▸ **GIVEN INSTRUCTION**: Please rewrite every line of the items below as a numbered list, skipping blank lines and leaving out the pictures.

___ DATA EXTRACT ___

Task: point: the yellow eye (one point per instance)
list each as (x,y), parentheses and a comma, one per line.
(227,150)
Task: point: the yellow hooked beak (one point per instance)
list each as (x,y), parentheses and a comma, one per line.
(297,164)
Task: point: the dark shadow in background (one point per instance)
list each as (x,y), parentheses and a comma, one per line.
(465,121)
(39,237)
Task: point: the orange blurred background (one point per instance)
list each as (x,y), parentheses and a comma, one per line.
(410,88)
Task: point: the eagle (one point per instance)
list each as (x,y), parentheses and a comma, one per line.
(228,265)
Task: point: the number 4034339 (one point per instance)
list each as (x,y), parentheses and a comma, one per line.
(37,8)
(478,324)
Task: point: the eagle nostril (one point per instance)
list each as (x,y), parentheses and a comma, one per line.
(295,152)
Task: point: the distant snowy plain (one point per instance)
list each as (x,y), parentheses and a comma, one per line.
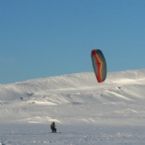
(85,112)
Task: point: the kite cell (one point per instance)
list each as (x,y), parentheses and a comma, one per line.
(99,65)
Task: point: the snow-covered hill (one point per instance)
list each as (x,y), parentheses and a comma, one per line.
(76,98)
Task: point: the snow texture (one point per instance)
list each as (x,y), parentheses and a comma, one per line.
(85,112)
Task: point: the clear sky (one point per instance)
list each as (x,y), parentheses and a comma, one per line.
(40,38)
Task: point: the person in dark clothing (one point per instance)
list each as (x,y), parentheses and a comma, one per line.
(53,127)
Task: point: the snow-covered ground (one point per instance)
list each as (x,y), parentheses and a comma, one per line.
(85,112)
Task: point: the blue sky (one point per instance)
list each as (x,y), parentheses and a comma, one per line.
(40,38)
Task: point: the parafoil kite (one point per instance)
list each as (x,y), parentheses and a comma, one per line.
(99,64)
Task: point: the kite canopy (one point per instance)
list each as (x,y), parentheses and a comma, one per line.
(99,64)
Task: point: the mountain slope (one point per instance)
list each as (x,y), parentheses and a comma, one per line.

___

▸ **REPLY TO THE EXERCISE**:
1. Task: point: the yellow eye (one point per instance)
2. list each as (x,y), parentheses and a comma, one per line.
3. (227,150)
4. Task: point: the yellow hooked beak (one point per instance)
5. list each as (x,y), parentheses and a comma, one per line.
6. (297,164)
7. Task: point: the dark shadow in background (one point per instance)
8. list each as (x,y), parentheses and a comma, one per line.
9. (465,121)
10. (39,237)
11. Task: point: the orange blurred background (one point per instance)
12. list each as (x,y), parentheses and a comma, one per line.
13. (410,88)
14. Task: point: the eagle (one point per instance)
15. list each as (x,y), parentheses and a comma, one per line.
16. (228,265)
17. Task: point: the number 4034339 (one point per instance)
18. list each as (x,y), parentheses and a comma, one per line.
19. (37,8)
20. (478,324)
21. Task: point: the eagle nostril (one point per instance)
22. list each as (x,y), parentheses and a comma, one per line.
23. (295,152)
24. Task: point: the distant snowy plain (one point per instance)
25. list each as (x,y), parentheses and a comma, one per line.
26. (85,112)
27. Task: point: the kite cell (one point per instance)
28. list each as (x,y), parentheses and a comma, one per line.
29. (99,65)
30. Task: point: the snow-covered hill (one point per instance)
31. list each as (x,y), parentheses and a comma, one per line.
32. (76,98)
33. Task: point: the snow texture (one point per instance)
34. list each as (x,y), parentheses and a comma, one per line.
35. (85,112)
36. Task: point: the clear sky (one point per instance)
37. list each as (x,y), parentheses and a comma, one per line.
38. (40,38)
39. Task: point: the person in dark clothing (one point per instance)
40. list each as (x,y), parentheses and a comma, one per line.
41. (53,127)
42. Task: point: the snow-covered ground (one point per instance)
43. list each as (x,y), parentheses and a comma, one per line.
44. (85,112)
45. Task: point: the blue sky (one point per instance)
46. list each as (x,y), parentheses and a comma, one per line.
47. (40,38)
48. Task: point: the parafoil kite (one point per instance)
49. list each as (x,y), parentheses and a comma, one per line.
50. (99,64)
51. Task: point: the kite canopy (one point per instance)
52. list each as (x,y), parentheses and a comma, one per line.
53. (99,64)
54. Task: point: the mountain slope (one point per instance)
55. list each as (x,y), parentheses and a comma, one per line.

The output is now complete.